EXTRAIT CITÉ:
=-=-=-=-=
Critères d’admissibilité à une pension d’invalidité

[22] L’appelante doit prouver, selon la prépondérance des probabilités ou selon le principe qu’il est plus probable que le contraire, qu’elle était invalide au sens du RPC à la date de fin de sa PMA ou avant cette date.

[23] L’alinéa 44(1)b) du RPC énonce les critères d’admissibilité à une pension d’invalidité du RPC. Une pension d’invalidité doit être payée à un cotisant qui :

  1. a) n’a pas atteint l’âge de 65 ans;
  2. b) ne reçoit pas une pension de retraite du RPC;
  3. c) est invalide;
  4. d) a versé des cotisations valides au RPC pendant au moins la PMA.

[24] Aux termes de l’alinéa 42(2)a) du RPC, pour qu’une personne soit considérée comme invalide, elle doit être déclarée atteinte d’une invalidité physique ou mentale grave et prolongée. Une invalidité n’est grave que si elle rend la personne régulièrement incapable de détenir une occupation véritablement rémunératrice. Une invalidité est prolongée si elle doit vraisemblablement durer pendant une période longue, continue et indéfinie ou doit entraîner vraisemblablement le décès.

Caractère grave

[25] Le Tribunal estime que l’appelante est crédible. Elle a témoigné de façon directe et a répondu aux questions liées à ses antécédents en matière d’emploi et de santé, et elle a expliqué l’incidence que ses problèmes avaient sur sa vie quotidienne.
=-=-=-=-=
TRAVAIL DEMANDÉ:
Recopiez le passage de l'extrait sur la pension d'invalidité depuis « 1. a) n’a pas » jusqu'à « moins la PMA. ».

Données d'origine:
=-=-=-=-=
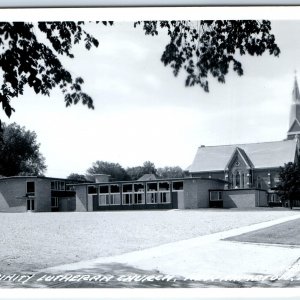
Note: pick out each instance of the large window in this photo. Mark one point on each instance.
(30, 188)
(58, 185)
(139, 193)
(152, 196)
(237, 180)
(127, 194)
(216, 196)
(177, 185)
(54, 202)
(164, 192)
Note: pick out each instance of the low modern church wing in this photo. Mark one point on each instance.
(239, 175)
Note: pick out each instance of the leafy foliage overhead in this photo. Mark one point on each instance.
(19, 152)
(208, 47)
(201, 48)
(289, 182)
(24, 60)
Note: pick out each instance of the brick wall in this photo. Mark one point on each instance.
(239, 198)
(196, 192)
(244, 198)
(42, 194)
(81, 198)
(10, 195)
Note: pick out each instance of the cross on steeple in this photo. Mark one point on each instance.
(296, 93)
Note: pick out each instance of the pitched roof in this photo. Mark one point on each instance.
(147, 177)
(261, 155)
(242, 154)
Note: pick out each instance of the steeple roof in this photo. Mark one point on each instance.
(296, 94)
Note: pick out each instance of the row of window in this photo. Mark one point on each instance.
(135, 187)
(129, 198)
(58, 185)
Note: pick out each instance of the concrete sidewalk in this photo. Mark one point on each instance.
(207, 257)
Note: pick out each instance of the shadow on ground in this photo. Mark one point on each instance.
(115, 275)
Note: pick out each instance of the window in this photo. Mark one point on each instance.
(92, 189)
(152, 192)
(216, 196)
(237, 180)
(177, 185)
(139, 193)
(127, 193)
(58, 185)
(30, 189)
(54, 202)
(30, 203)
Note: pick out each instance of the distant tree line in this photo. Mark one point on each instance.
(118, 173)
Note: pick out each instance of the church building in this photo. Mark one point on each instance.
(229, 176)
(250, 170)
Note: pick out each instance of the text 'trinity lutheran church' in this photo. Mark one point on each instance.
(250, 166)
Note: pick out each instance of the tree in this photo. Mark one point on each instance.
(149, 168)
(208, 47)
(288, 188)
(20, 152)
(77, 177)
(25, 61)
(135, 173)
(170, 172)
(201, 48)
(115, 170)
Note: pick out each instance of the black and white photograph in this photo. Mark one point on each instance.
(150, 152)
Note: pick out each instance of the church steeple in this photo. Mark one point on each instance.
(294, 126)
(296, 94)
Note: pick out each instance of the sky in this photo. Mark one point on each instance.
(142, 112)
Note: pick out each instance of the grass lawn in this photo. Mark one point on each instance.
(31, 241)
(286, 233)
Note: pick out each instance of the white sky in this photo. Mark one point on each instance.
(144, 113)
=-=-=-=-=
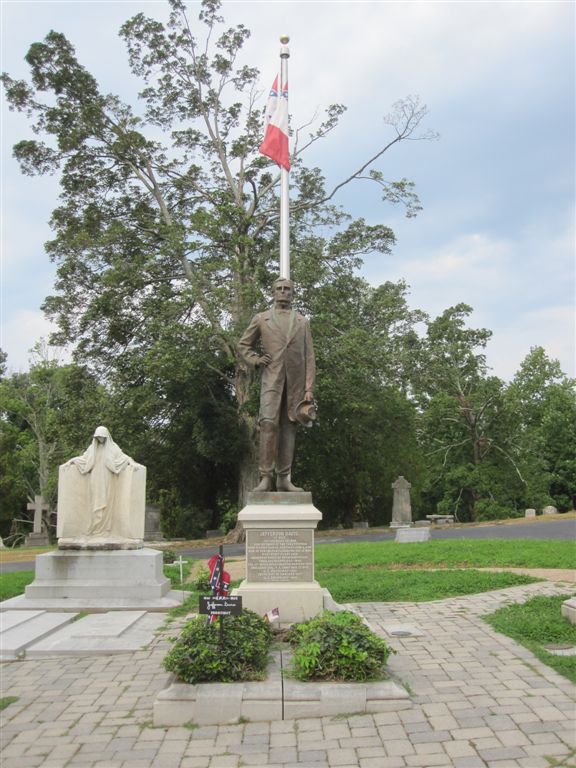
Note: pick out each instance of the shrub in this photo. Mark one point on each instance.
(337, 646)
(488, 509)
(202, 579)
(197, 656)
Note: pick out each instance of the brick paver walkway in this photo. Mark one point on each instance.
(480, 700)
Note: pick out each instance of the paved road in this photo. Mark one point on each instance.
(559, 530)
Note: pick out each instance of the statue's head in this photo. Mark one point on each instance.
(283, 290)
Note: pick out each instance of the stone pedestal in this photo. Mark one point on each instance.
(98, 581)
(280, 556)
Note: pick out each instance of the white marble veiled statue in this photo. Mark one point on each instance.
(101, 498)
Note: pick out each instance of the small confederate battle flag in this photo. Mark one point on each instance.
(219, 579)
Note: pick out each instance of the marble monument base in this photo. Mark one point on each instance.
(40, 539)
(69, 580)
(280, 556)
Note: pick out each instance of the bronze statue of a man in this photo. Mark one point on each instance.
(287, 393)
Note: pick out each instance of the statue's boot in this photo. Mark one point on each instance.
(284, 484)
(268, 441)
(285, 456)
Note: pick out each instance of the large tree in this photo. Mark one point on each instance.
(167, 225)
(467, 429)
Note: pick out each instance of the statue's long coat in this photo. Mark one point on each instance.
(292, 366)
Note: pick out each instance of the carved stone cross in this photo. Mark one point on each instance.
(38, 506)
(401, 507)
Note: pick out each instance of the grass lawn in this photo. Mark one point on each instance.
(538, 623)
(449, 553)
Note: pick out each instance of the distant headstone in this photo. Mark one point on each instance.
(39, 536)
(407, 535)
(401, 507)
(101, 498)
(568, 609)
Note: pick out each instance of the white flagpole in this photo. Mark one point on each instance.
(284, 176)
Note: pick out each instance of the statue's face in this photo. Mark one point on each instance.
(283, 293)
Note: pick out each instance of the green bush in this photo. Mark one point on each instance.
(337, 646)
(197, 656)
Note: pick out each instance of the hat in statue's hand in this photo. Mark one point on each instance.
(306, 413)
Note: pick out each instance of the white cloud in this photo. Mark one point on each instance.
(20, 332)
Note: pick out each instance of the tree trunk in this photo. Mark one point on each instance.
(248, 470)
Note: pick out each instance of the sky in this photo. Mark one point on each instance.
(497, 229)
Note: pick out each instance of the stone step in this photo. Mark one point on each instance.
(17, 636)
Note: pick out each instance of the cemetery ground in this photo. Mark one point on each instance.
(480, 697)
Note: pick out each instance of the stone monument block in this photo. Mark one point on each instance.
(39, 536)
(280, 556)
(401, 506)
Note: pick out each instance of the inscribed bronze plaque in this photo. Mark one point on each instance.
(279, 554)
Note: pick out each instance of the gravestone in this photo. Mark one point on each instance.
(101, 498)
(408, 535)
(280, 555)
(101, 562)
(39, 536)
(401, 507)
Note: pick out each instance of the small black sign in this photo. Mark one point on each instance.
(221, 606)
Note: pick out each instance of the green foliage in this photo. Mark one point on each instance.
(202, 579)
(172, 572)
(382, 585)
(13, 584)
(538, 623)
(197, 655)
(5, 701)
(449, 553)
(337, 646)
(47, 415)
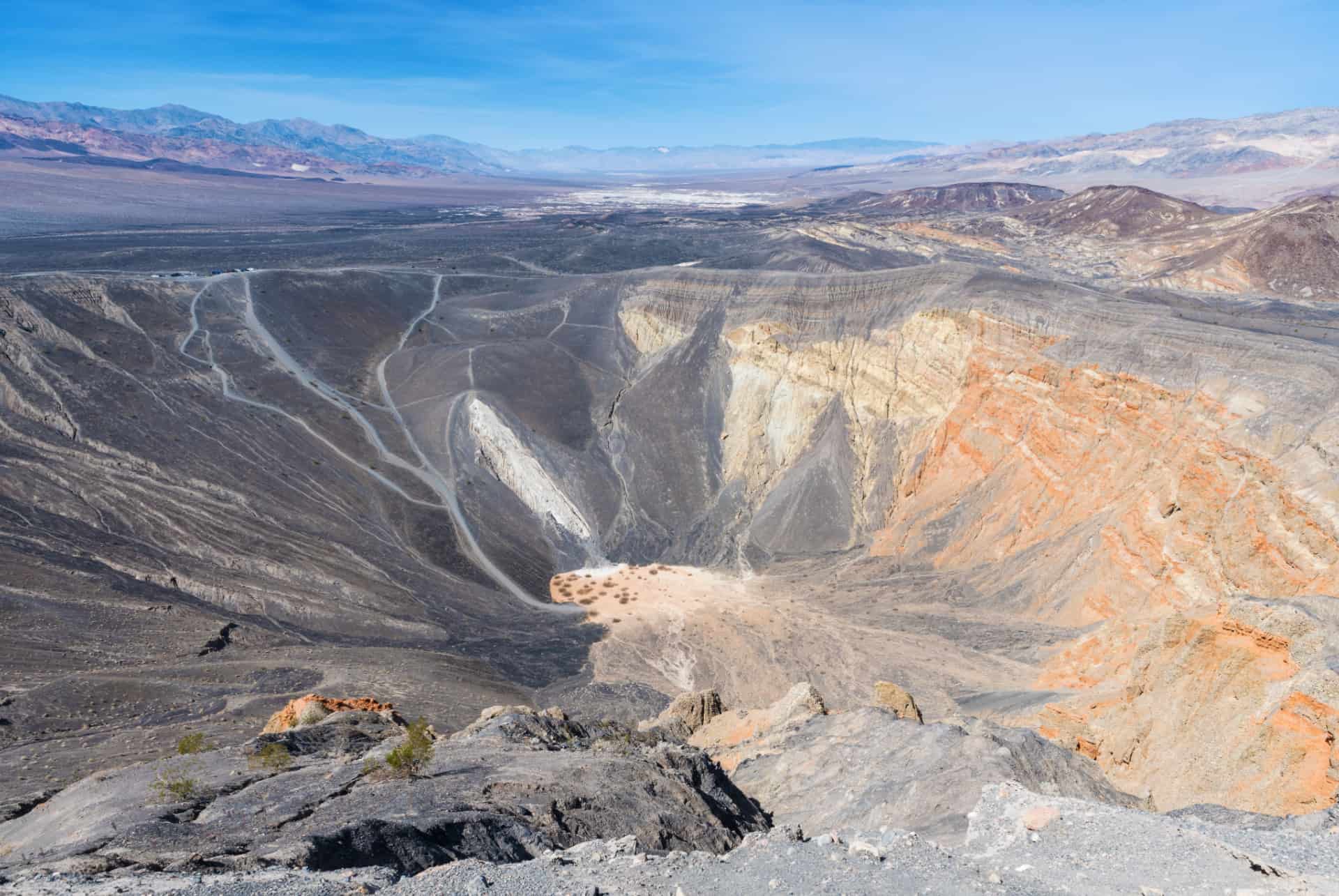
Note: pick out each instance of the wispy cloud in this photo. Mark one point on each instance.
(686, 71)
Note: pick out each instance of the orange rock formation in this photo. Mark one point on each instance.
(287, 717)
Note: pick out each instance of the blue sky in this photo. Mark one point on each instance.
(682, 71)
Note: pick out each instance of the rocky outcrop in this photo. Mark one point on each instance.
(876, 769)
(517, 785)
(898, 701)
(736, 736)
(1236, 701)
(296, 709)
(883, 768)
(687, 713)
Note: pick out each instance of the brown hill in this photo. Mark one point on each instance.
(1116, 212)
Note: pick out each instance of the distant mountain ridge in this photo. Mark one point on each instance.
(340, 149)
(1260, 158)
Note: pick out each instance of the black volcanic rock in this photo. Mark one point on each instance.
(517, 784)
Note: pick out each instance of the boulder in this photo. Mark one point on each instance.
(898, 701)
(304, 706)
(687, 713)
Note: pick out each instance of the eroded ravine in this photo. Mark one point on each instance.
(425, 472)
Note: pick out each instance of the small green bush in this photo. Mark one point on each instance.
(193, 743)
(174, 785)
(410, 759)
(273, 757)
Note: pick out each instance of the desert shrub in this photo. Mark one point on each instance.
=-=-=-=-=
SOLUTION RÉDIGÉE:
1. a) n’a pas atteint l’âge de 65 ans;
  2. b) ne reçoit pas une pension de retraite du RPC;
  3. c) est invalide;
  4. d) a versé des cotisations valides au RPC pendant au moins la PMA.